Recorded information:
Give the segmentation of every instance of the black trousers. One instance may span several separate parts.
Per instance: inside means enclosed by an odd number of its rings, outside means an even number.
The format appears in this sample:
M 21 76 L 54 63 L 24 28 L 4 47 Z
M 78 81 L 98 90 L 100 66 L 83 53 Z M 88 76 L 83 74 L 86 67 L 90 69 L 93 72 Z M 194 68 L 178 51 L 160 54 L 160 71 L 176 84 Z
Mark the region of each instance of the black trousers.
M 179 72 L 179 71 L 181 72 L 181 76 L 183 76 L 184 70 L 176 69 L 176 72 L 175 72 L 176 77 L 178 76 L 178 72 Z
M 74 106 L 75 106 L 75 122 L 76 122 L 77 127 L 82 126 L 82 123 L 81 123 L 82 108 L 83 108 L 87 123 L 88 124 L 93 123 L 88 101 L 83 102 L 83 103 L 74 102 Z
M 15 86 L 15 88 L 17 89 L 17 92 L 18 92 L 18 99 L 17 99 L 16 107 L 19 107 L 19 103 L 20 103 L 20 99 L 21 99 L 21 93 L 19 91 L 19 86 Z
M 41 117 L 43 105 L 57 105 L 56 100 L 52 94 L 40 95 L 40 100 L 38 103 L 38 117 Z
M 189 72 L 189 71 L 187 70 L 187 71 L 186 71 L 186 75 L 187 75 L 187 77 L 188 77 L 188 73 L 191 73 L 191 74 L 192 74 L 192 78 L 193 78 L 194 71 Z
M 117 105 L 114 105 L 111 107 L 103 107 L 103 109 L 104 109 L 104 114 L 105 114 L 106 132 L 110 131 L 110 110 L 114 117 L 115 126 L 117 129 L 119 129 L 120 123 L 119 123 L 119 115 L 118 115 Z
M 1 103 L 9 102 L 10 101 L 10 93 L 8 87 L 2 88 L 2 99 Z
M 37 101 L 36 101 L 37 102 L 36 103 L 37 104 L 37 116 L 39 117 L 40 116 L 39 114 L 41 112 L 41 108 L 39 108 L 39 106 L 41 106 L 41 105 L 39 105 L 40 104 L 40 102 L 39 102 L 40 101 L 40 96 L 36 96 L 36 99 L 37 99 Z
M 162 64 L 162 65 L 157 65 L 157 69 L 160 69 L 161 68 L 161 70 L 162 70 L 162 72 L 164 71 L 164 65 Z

Task objective: I'd like the lines above from the one with "The format appears" up to and including the one with "M 78 81 L 98" copied exactly, with no other lines.

Solution to the problem:
The format appears in this sample:
M 21 76 L 54 63 L 24 28 L 4 47 Z
M 78 81 L 98 90 L 100 66 L 83 53 Z M 88 76 L 83 74 L 86 67 L 90 69 L 93 72 Z M 194 68 L 178 51 L 160 54 L 160 71 L 176 84 Z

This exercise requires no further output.